Scan the listing below for the word "hand" and copy every line where it occurs.

[[ Material to process open ]]

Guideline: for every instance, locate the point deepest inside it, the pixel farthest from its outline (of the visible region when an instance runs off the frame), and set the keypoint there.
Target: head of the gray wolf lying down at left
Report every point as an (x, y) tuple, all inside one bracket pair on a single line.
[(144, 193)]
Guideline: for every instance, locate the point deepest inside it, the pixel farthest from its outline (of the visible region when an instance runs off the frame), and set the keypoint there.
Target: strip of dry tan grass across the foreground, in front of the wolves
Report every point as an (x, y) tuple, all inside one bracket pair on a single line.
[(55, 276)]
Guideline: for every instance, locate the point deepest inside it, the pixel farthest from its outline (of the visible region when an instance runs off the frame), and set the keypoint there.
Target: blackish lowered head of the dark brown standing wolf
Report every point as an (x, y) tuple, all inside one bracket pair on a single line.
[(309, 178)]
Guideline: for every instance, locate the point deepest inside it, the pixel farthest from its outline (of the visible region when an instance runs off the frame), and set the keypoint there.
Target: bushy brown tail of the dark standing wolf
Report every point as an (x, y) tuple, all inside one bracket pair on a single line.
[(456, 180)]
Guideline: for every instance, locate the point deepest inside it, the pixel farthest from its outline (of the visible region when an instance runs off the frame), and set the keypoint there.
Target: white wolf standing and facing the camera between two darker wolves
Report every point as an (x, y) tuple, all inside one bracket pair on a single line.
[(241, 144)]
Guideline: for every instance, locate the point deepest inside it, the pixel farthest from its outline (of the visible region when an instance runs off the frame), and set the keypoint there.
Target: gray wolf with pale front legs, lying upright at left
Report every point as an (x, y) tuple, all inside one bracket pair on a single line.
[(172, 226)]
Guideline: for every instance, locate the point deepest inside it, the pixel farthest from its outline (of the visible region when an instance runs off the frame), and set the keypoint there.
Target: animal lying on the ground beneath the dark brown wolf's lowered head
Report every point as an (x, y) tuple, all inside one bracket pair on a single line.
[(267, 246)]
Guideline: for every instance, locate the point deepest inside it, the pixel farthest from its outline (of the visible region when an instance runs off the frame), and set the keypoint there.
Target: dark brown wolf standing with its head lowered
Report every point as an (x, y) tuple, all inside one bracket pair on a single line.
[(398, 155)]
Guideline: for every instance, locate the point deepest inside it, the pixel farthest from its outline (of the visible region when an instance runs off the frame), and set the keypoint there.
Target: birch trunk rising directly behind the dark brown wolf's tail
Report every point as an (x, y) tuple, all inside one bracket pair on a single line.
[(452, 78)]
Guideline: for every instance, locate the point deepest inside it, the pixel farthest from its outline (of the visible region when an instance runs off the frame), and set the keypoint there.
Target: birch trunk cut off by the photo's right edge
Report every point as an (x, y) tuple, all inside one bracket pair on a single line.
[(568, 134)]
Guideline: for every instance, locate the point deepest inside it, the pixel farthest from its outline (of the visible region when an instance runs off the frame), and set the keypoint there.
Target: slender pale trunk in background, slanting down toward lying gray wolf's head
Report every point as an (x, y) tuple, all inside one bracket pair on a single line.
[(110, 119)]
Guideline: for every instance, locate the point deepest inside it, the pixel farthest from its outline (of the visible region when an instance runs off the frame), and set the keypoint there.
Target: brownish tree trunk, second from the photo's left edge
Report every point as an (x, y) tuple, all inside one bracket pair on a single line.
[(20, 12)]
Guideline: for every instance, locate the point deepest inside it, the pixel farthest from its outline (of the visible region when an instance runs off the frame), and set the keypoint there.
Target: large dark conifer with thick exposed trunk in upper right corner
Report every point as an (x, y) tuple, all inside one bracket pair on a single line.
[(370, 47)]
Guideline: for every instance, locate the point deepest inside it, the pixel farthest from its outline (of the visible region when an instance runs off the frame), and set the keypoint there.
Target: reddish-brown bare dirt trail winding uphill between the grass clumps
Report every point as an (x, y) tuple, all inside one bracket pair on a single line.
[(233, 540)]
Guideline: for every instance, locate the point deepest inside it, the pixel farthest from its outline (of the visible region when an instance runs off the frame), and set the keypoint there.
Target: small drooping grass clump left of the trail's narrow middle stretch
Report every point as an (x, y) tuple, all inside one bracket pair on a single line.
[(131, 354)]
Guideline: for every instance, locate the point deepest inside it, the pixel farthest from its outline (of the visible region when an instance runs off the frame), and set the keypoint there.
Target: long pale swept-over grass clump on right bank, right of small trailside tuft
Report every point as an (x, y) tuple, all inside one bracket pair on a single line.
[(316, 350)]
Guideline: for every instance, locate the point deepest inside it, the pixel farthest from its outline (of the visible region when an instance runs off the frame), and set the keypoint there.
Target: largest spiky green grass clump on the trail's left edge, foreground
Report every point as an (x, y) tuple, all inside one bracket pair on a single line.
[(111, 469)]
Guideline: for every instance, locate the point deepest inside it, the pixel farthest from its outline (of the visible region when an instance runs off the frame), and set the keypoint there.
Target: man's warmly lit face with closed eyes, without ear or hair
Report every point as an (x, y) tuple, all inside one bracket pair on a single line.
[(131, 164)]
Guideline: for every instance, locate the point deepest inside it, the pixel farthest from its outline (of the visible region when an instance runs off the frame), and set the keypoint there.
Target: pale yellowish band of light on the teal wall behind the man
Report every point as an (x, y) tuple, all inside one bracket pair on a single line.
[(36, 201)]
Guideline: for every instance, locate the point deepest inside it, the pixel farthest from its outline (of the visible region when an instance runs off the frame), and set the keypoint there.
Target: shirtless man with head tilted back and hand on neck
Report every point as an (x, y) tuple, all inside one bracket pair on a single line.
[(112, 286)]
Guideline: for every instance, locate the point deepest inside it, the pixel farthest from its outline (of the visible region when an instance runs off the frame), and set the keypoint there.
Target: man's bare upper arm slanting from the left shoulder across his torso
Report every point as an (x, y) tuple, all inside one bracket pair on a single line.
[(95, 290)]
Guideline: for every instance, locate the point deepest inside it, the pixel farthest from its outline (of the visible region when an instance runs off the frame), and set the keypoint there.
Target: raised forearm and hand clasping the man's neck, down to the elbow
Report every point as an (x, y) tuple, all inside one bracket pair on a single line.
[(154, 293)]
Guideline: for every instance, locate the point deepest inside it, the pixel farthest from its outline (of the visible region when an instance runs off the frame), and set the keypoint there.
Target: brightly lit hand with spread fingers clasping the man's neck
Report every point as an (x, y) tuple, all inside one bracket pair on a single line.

[[ Material to process closed ]]

- [Solution]
Target: shirtless man with head tilted back and hand on neck
Target: raised forearm and hand clasping the man's neck, down to the elbow
Target: brightly lit hand with spread fingers clasping the man's neck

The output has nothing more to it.